#### [What the task requires]
Every record is to be transcribed exactly as written.

• • • •

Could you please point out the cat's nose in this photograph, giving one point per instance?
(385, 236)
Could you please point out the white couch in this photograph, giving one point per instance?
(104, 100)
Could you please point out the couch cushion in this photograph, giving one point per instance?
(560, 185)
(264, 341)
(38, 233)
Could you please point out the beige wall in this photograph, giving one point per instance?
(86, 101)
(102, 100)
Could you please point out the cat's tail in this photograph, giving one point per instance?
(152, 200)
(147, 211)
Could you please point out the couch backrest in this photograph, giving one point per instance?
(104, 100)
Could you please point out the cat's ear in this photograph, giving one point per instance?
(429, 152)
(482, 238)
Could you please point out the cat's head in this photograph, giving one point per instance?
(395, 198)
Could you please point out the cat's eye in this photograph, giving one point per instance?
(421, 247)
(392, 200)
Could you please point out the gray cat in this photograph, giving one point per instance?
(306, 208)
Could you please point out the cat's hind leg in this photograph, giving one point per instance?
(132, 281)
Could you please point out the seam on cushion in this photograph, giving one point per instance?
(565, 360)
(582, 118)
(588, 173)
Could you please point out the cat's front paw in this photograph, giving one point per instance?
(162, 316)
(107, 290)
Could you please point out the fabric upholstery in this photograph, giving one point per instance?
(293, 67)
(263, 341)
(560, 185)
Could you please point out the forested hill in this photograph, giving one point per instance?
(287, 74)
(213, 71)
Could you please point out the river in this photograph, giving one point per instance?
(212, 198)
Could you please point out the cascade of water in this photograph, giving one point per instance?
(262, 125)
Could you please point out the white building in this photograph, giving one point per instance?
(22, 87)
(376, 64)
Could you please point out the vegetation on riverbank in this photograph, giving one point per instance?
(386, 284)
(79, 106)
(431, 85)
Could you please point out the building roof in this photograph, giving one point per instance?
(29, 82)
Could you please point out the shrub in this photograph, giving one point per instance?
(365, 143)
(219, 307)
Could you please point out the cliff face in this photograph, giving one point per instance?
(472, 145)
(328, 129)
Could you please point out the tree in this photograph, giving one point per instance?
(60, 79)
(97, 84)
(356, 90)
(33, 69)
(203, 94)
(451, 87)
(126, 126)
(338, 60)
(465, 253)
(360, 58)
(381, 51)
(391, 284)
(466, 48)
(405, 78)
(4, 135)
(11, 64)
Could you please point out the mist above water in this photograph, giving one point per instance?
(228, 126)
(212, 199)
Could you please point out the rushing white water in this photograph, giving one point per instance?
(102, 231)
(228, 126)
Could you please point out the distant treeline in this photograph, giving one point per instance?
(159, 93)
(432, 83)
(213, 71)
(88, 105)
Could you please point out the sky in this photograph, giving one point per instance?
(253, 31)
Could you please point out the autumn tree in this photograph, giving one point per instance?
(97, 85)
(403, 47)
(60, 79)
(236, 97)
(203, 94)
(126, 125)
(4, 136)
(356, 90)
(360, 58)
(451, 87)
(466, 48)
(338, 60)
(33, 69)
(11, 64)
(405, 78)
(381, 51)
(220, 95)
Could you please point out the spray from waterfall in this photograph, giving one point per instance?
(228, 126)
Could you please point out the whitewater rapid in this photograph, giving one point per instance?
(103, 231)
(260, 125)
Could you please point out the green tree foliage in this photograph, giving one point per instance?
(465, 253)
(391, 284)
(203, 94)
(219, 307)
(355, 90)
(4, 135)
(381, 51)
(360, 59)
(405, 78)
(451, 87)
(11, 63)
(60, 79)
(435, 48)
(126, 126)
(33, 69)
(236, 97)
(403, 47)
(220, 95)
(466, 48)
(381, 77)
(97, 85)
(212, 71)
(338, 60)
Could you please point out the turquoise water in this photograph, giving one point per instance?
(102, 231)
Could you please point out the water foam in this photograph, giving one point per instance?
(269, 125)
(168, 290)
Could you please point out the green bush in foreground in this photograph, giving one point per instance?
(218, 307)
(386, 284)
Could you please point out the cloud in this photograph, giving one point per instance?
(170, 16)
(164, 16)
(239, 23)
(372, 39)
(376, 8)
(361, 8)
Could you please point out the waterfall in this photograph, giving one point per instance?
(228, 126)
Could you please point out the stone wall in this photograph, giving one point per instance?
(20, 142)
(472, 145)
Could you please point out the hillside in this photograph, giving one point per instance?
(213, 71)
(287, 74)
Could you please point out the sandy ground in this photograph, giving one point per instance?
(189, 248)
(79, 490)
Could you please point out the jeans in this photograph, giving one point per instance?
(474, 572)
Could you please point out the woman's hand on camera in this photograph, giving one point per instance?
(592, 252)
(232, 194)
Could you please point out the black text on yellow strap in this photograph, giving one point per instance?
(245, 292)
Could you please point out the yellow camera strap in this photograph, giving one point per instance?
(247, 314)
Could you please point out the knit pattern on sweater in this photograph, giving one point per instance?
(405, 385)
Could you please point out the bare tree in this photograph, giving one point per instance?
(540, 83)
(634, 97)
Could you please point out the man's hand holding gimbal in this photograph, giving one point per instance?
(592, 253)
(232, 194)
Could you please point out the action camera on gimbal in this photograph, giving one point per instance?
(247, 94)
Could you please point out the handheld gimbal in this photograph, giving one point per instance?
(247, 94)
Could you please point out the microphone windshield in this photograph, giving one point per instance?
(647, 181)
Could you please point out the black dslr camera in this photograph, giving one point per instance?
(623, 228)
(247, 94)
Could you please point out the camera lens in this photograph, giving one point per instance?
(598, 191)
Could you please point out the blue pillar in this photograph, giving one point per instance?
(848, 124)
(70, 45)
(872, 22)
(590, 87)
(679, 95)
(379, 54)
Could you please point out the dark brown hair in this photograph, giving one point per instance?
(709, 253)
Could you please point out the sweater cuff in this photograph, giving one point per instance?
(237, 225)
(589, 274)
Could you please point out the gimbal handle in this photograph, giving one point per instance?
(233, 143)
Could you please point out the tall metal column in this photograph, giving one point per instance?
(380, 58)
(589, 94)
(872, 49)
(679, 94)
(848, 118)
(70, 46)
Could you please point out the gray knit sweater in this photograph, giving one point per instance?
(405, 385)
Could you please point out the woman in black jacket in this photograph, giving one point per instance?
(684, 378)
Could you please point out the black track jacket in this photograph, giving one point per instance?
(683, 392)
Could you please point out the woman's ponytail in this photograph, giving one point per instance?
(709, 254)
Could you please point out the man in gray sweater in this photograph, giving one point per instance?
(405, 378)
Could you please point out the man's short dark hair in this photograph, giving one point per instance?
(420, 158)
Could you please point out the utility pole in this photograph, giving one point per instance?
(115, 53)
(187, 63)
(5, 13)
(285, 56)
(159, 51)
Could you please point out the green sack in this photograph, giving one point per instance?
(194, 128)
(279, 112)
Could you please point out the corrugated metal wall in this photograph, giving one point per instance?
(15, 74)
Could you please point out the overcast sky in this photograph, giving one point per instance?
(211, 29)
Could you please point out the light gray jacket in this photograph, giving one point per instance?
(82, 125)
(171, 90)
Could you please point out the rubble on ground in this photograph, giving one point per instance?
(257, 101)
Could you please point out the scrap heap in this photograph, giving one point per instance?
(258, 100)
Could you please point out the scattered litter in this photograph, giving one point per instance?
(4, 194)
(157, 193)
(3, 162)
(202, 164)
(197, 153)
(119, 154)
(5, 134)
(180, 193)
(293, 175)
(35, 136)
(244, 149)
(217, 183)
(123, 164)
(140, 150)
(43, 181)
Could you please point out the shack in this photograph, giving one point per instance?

• • • •

#### [Task result]
Could you please point out the cat's nose in this photograph, giving one point per instance?
(385, 236)
Could you please point out the white couch in this photograph, giving one point per instance?
(104, 100)
Could you please point out the couch cushion in this photograph, giving one point per instance?
(560, 185)
(264, 341)
(38, 233)
Could you please point out the beige wall in this photograph, giving one point per instance?
(86, 101)
(102, 100)
Could you please point out the cat's tail in this photograph, giving one point per instance?
(152, 200)
(147, 211)
Could you please point out the couch backrest in this photograph, giving one point per instance?
(104, 100)
Could you please point out the cat's ear in this photograph, giving one point per instance?
(429, 152)
(482, 238)
Could you please point out the cat's head in this photograph, giving one point per instance?
(395, 198)
Could you please point out the cat's eye in this photograph, giving one point per instance?
(421, 247)
(392, 200)
Could you please point out the gray cat in this photograph, giving one point per instance?
(306, 208)
Could you please point out the cat's hind leg in this photograph, giving one point per instance?
(132, 281)
Could you please point out the seam on cushion in this photograph, giving one point per instance?
(565, 360)
(582, 118)
(588, 173)
Could you please point out the cat's front paw in this photograph, giving one point per instance?
(162, 316)
(107, 290)
Could you please point out the fabric upholstery in this photograph, giving one point per instance?
(293, 67)
(263, 341)
(560, 185)
Could you please point out the forested hill in this photograph, giving one point per instance?
(287, 74)
(213, 71)
Could you please point out the river in this photograph, giving one point per instance?
(212, 198)
Could you please point out the cascade of water in this photograph, giving one point per instance?
(262, 125)
Could you please point out the white building in this photograph, giving one point per instance?
(22, 87)
(376, 64)
Could you please point out the vegetation on riverbank in this photograph, giving one point per instance?
(386, 284)
(79, 106)
(431, 85)
Could you please point out the building roof in this photograph, giving one point per instance?
(29, 82)
Could you please point out the shrub in this photograph, giving one point per instance?
(365, 143)
(219, 307)
Could you please point out the cliff face in this photograph, giving one point per instance?
(472, 145)
(328, 129)
Could you please point out the tree in this photograph, giving one point per instance?
(60, 79)
(97, 84)
(356, 90)
(33, 69)
(203, 94)
(451, 87)
(126, 126)
(338, 60)
(465, 253)
(360, 58)
(381, 51)
(391, 284)
(466, 48)
(405, 78)
(4, 135)
(11, 64)
Could you please point out the mist above water in this photograph, giving one point per instance?
(228, 126)
(212, 199)
Could you please point out the rushing white water in this photograph, giving one point per instance?
(102, 231)
(228, 126)
Could you please point out the distant treeline in this photograph, giving one point per instance?
(159, 93)
(432, 83)
(213, 71)
(88, 105)
Could you please point out the sky in this photograph, giving one point per instance?
(253, 31)
Could you please point out the autumn tree in this photograph, giving one point per instance?
(97, 85)
(403, 47)
(60, 79)
(236, 97)
(203, 94)
(126, 125)
(4, 136)
(356, 90)
(360, 58)
(451, 87)
(466, 48)
(338, 60)
(33, 69)
(11, 64)
(405, 78)
(381, 51)
(220, 95)
Could you please point out the spray from waterfall in this photograph, giving one point per instance?
(228, 126)
Could you please point out the whitewater rapid in this photograph, giving one point per instance?
(103, 231)
(260, 125)
Could you please point out the green tree foliage in this photograph, giving one point per instance?
(465, 253)
(391, 284)
(203, 94)
(219, 307)
(355, 90)
(4, 135)
(381, 51)
(360, 59)
(405, 78)
(451, 87)
(11, 63)
(60, 79)
(435, 48)
(126, 126)
(33, 69)
(236, 97)
(403, 47)
(220, 95)
(466, 48)
(381, 77)
(97, 85)
(212, 71)
(338, 60)
Could you please point out the turquoise water in this photograph, giving one point per instance?
(102, 231)
Could you please point out the water foam in this photograph, giving one point per instance?
(269, 125)
(168, 290)
Could you please point out the green bush in foreground in this photograph, giving one point per instance?
(218, 307)
(386, 284)
Could you please point out the cloud in this photograph, giving one point per instance?
(170, 16)
(164, 16)
(239, 23)
(372, 39)
(376, 8)
(361, 8)
Could you please point out the waterfall in this photograph, giving one point per instance?
(228, 126)
Could you please point out the stone wall in this photograph, giving one point per instance?
(20, 142)
(472, 145)
Could you please point out the hillside in this photograph, giving one point per instance?
(213, 71)
(287, 74)
Could you please point out the sandy ground in this photograph, giving one point per instance?
(189, 248)
(79, 490)
Could you please point out the jeans in this photograph, giving one point per instance?
(474, 572)
Could you please point out the woman's hand on camera in this photograph, giving one point per instance?
(592, 252)
(232, 194)
Could you please point out the black text on yellow strap in this photograph, giving one point per instance?
(245, 292)
Could you please point out the yellow camera strap in this photograph, giving one point per instance?
(247, 314)
Could you please point out the knit pattern on sweater in this photograph, giving one point per instance?
(405, 385)
Could you please point out the bare tree in this photograph, giving one point per instance?
(540, 83)
(634, 97)
Could you please point out the man's hand holding gimbal in this photograph, giving one point per instance?
(592, 253)
(232, 194)
Could you please point out the action camera on gimbal in this photograph, giving one point per instance?
(247, 94)
Could you please point out the handheld gimbal in this photograph, giving one point per instance?
(247, 94)
Could you please point out the microphone windshield in this photograph, giving one point per instance?
(647, 181)
Could you please point out the black dslr camera in this photograph, giving one point per instance?
(623, 228)
(247, 94)
Could you please point out the camera lens in this photograph, giving one point per instance?
(598, 191)
Could you please point out the blue pillar in this photograph, giving one point per instance?
(848, 124)
(70, 45)
(872, 22)
(590, 87)
(679, 95)
(379, 54)
Could you please point out the dark brown hair in this photograph, giving one point per instance?
(709, 253)
Could you please point out the sweater cuff in this photograph, giving one point per instance?
(237, 225)
(589, 274)
Could you please point out the gimbal handle in this photograph, giving one point per instance?
(233, 143)
Could you please point out the tall metal column in this photograph, giving one point per instance?
(380, 58)
(589, 94)
(872, 49)
(679, 94)
(848, 118)
(70, 46)
Could you please point out the gray knit sweater in this photograph, giving one point per instance?
(405, 385)
Could you please point out the woman in black jacket in this photograph, giving one point per instance?
(684, 378)
Could you please point out the black track jacket in this photograph, giving one point per instance?
(683, 392)
Could you please point out the woman's ponytail in this photograph, giving one point per instance?
(709, 254)
Could you please point out the man in gray sweater in this photograph, giving one point per instance?
(405, 378)
Could you please point out the man's short dark hair in this photograph, giving one point per instance?
(420, 158)
Could you please point out the utility pole in this photograph, giving one point per instance?
(115, 53)
(187, 63)
(5, 13)
(285, 56)
(159, 51)
Could you please point out the green sack in this photograph, giving one point per instance?
(194, 128)
(279, 112)
Could you please point out the corrugated metal wall in this photograph, giving one point per instance?
(15, 74)
Could you please point out the overcast sky in this photograph, giving one point per instance?
(211, 29)
Could you please point out the light gray jacket in this photograph, giving one point per instance?
(82, 125)
(171, 90)
Could you please point out the rubble on ground in this photograph, giving one point per instance?
(257, 101)
Could you please point out the scrap heap in this photograph, giving one point per instance?
(258, 100)
Could you please point out the scattered litter in this photograph, giving one point per instance?
(4, 194)
(157, 193)
(3, 162)
(202, 164)
(197, 153)
(119, 154)
(5, 134)
(180, 193)
(293, 175)
(35, 136)
(244, 149)
(217, 183)
(123, 164)
(140, 150)
(43, 181)
Could you please point out the shack in this photograph, giving one point per instance?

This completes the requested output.